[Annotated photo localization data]

....

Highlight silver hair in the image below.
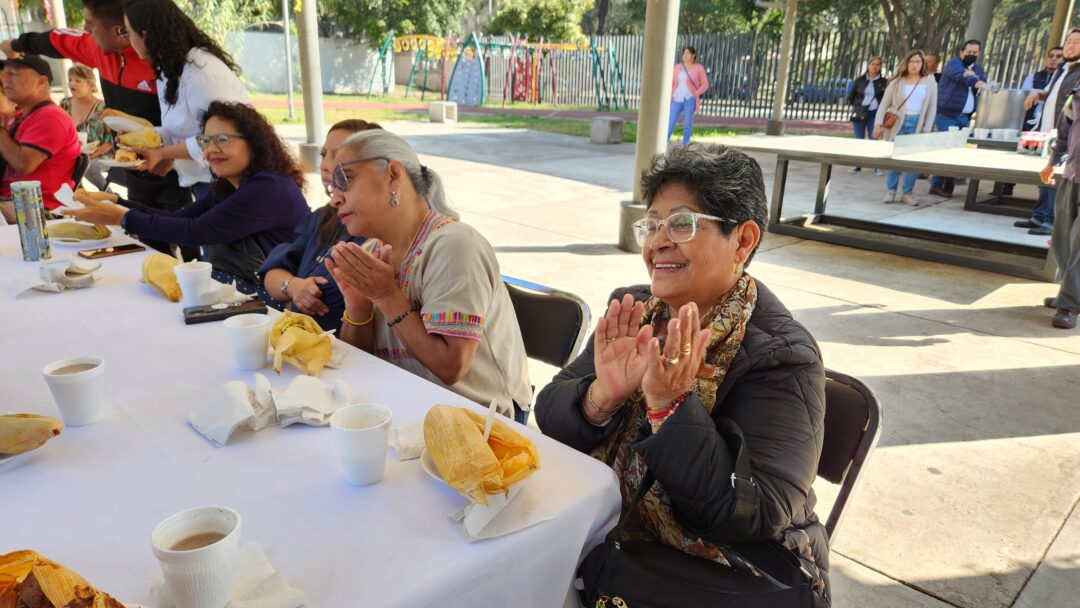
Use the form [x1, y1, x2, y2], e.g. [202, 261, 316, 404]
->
[340, 130, 458, 219]
[640, 142, 768, 264]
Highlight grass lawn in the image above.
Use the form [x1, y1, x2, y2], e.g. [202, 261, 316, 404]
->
[252, 92, 768, 142]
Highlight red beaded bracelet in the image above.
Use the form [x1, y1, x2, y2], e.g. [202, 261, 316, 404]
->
[646, 391, 691, 421]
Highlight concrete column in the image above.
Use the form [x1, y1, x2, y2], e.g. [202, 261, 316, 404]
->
[47, 0, 70, 91]
[964, 0, 994, 47]
[1050, 0, 1075, 48]
[766, 0, 798, 136]
[282, 0, 295, 120]
[630, 0, 680, 203]
[295, 0, 324, 172]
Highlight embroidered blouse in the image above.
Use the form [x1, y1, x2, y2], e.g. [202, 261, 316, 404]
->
[60, 97, 114, 149]
[371, 211, 532, 416]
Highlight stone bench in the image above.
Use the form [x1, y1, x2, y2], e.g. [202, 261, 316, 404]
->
[590, 117, 624, 144]
[429, 101, 458, 123]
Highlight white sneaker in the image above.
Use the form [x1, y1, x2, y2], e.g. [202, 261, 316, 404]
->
[900, 193, 918, 205]
[874, 169, 885, 176]
[884, 190, 896, 203]
[848, 167, 861, 174]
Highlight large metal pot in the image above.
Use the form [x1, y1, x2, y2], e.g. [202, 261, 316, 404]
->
[973, 88, 1028, 130]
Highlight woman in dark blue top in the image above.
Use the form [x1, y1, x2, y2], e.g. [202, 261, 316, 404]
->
[258, 119, 380, 332]
[62, 101, 309, 291]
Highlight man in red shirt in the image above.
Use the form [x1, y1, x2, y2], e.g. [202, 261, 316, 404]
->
[0, 55, 79, 217]
[1, 0, 187, 212]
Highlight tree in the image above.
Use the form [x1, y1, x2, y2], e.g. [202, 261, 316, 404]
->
[319, 0, 469, 42]
[44, 0, 276, 46]
[487, 0, 594, 44]
[877, 0, 972, 56]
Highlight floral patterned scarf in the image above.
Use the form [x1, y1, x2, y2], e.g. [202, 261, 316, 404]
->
[591, 273, 757, 566]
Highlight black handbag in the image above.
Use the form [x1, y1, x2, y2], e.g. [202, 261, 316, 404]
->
[576, 418, 814, 608]
[849, 104, 870, 123]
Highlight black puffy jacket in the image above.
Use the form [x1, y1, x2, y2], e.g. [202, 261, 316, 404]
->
[536, 281, 830, 605]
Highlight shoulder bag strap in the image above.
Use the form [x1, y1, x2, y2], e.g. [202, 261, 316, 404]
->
[893, 79, 919, 115]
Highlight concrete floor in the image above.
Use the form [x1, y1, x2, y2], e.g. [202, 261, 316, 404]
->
[277, 122, 1079, 608]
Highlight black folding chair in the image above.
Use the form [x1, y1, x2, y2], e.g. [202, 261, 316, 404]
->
[502, 276, 591, 369]
[71, 153, 90, 188]
[818, 369, 882, 541]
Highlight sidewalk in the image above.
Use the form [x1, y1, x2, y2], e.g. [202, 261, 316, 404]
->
[255, 96, 853, 134]
[277, 120, 1079, 608]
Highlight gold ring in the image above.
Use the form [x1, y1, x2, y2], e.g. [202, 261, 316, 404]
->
[663, 355, 680, 366]
[681, 343, 692, 356]
[605, 338, 616, 344]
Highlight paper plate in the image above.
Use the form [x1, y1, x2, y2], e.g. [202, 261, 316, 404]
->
[51, 237, 109, 248]
[98, 158, 143, 168]
[0, 452, 28, 472]
[420, 448, 445, 483]
[103, 115, 148, 134]
[80, 141, 99, 154]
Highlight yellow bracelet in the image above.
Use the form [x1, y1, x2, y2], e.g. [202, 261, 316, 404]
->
[342, 308, 375, 327]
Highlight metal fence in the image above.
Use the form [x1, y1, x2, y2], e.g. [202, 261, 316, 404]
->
[475, 27, 1052, 121]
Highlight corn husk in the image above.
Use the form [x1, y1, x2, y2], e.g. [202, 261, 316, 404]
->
[48, 222, 110, 240]
[116, 127, 162, 149]
[141, 253, 181, 302]
[0, 550, 125, 608]
[0, 414, 63, 456]
[423, 405, 539, 506]
[73, 188, 119, 206]
[269, 310, 331, 376]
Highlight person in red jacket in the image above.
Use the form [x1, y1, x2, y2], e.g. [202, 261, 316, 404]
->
[667, 46, 709, 146]
[0, 0, 190, 216]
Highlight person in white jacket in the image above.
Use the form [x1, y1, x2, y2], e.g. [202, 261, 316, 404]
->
[121, 0, 249, 200]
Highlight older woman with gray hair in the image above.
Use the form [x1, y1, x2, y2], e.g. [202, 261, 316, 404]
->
[536, 143, 830, 606]
[325, 129, 533, 422]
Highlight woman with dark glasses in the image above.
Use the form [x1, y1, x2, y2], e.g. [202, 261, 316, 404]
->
[61, 102, 309, 290]
[535, 143, 831, 605]
[121, 0, 248, 200]
[325, 129, 532, 423]
[257, 119, 381, 332]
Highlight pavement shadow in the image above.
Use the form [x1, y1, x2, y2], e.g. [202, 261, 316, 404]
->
[494, 243, 624, 256]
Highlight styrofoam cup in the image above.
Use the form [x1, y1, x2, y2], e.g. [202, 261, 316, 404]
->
[174, 261, 214, 308]
[330, 404, 392, 485]
[223, 314, 271, 371]
[151, 506, 241, 608]
[42, 356, 106, 426]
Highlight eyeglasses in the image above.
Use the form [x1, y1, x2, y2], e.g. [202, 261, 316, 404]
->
[330, 157, 388, 193]
[196, 133, 246, 149]
[632, 211, 736, 247]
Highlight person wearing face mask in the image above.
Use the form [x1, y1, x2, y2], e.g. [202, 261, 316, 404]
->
[847, 56, 886, 174]
[929, 40, 989, 198]
[1019, 31, 1080, 237]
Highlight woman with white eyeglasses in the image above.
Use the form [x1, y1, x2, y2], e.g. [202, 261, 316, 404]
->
[61, 102, 309, 290]
[121, 0, 249, 201]
[324, 129, 532, 423]
[535, 143, 831, 605]
[257, 119, 381, 332]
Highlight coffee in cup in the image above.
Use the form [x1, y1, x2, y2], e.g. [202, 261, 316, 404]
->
[42, 357, 106, 426]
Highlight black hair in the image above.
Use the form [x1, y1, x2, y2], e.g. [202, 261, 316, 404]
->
[123, 0, 240, 106]
[683, 46, 697, 62]
[83, 0, 124, 25]
[640, 143, 768, 264]
[199, 101, 303, 197]
[959, 39, 982, 55]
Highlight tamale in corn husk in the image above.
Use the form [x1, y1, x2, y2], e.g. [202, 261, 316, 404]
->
[0, 550, 125, 608]
[0, 414, 63, 456]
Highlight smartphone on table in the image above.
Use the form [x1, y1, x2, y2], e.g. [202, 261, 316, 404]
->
[77, 243, 146, 259]
[183, 299, 268, 325]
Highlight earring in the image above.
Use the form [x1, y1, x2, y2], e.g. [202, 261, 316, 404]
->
[390, 190, 399, 207]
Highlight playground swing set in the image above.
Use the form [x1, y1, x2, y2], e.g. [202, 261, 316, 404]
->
[367, 32, 628, 111]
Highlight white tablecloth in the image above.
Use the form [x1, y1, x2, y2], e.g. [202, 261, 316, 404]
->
[0, 224, 621, 607]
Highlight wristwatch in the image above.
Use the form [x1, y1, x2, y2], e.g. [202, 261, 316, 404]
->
[279, 278, 293, 300]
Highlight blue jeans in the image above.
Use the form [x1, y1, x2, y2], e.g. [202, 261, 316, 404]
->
[886, 114, 920, 193]
[513, 403, 530, 426]
[852, 107, 878, 140]
[1033, 185, 1057, 226]
[930, 114, 971, 188]
[667, 97, 696, 145]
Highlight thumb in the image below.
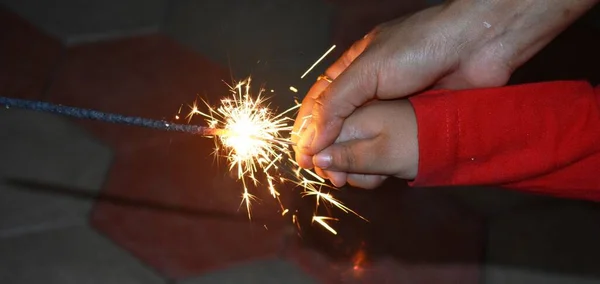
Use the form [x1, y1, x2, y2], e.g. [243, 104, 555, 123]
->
[299, 55, 378, 155]
[312, 138, 384, 174]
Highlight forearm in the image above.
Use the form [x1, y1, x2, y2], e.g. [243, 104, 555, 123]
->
[409, 81, 600, 201]
[444, 0, 599, 71]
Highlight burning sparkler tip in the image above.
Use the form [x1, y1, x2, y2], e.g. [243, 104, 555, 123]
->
[184, 42, 360, 236]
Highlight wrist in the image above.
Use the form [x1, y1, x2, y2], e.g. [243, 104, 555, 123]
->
[397, 100, 419, 180]
[444, 0, 598, 74]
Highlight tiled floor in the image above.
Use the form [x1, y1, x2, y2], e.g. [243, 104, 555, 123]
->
[0, 109, 111, 238]
[2, 1, 600, 284]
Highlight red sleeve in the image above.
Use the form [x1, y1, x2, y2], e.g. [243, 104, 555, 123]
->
[407, 81, 600, 201]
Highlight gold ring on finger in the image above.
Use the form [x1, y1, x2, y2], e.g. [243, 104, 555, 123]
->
[317, 74, 333, 83]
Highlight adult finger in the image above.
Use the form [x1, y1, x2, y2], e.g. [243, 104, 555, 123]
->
[293, 35, 374, 168]
[325, 32, 375, 80]
[292, 81, 328, 168]
[292, 33, 373, 141]
[296, 53, 379, 156]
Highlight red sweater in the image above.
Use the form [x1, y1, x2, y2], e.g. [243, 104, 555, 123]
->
[408, 81, 600, 201]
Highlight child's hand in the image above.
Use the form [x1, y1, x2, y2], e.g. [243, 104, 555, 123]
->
[309, 99, 419, 189]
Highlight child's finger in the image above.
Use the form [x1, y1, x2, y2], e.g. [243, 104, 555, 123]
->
[324, 170, 348, 187]
[314, 167, 328, 180]
[347, 174, 387, 189]
[312, 138, 384, 174]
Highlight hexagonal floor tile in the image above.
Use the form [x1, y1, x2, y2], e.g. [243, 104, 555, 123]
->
[45, 34, 230, 149]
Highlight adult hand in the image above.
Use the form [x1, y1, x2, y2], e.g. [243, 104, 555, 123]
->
[292, 0, 597, 185]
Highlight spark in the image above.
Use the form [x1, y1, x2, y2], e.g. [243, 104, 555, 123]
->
[300, 45, 336, 79]
[289, 86, 298, 93]
[175, 104, 183, 120]
[302, 186, 367, 222]
[312, 216, 338, 235]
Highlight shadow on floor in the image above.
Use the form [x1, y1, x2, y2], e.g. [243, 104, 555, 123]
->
[4, 178, 281, 225]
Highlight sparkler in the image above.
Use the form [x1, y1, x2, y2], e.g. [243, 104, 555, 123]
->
[186, 45, 366, 235]
[0, 96, 224, 136]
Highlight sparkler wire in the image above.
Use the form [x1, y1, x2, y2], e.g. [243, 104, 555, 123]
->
[0, 96, 220, 136]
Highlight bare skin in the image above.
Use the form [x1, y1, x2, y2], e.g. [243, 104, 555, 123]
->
[311, 99, 419, 189]
[292, 0, 599, 188]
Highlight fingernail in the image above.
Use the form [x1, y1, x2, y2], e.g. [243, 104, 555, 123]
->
[298, 153, 314, 169]
[298, 124, 315, 150]
[329, 172, 345, 187]
[314, 152, 332, 169]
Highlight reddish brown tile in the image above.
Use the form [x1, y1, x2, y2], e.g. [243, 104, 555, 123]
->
[0, 7, 63, 100]
[98, 130, 292, 217]
[284, 182, 483, 283]
[88, 109, 293, 278]
[46, 35, 231, 148]
[92, 202, 289, 279]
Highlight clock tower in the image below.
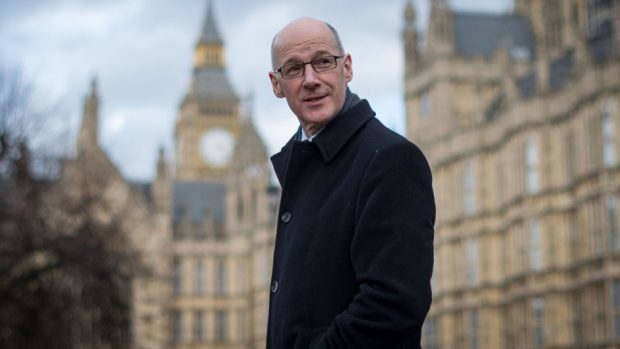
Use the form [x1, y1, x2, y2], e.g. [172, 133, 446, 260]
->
[175, 0, 240, 182]
[154, 2, 277, 348]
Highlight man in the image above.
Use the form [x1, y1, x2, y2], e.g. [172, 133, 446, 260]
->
[267, 17, 435, 349]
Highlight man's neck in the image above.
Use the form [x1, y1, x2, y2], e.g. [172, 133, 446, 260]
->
[297, 88, 361, 141]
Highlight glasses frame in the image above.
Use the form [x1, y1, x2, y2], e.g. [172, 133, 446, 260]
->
[275, 55, 345, 80]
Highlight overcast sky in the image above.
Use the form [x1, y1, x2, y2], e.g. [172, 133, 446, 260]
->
[0, 0, 512, 181]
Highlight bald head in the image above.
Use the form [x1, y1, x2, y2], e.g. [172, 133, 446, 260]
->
[267, 17, 353, 136]
[271, 17, 344, 70]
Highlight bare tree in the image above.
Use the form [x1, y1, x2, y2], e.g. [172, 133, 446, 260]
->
[0, 64, 142, 349]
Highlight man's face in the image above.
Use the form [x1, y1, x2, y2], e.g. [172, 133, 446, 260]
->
[269, 19, 353, 136]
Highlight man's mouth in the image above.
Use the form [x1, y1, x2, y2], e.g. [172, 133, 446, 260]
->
[304, 95, 327, 103]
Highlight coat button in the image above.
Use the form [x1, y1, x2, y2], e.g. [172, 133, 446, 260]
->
[281, 212, 292, 223]
[271, 280, 279, 293]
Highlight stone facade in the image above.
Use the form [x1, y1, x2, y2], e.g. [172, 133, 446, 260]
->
[403, 0, 620, 348]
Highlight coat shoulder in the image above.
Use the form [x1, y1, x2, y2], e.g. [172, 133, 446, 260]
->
[359, 117, 429, 166]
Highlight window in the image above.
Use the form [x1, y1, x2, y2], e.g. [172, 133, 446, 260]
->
[543, 0, 563, 48]
[237, 261, 247, 293]
[565, 130, 577, 182]
[614, 280, 620, 337]
[466, 239, 478, 286]
[194, 260, 204, 295]
[592, 198, 605, 254]
[469, 310, 479, 349]
[608, 195, 618, 252]
[463, 161, 477, 216]
[593, 283, 608, 340]
[251, 190, 258, 221]
[173, 258, 182, 296]
[602, 104, 616, 167]
[420, 92, 431, 118]
[587, 0, 613, 38]
[568, 213, 580, 260]
[526, 136, 540, 194]
[590, 110, 604, 169]
[215, 310, 227, 343]
[173, 206, 188, 240]
[194, 311, 204, 343]
[237, 192, 245, 222]
[238, 310, 248, 341]
[216, 258, 227, 295]
[530, 219, 543, 271]
[171, 310, 182, 344]
[496, 161, 505, 205]
[518, 224, 529, 272]
[533, 298, 544, 348]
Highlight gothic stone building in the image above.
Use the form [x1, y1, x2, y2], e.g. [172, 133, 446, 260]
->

....

Determine how many lines in the records contain "black", and reply with the number only.

Answer:
4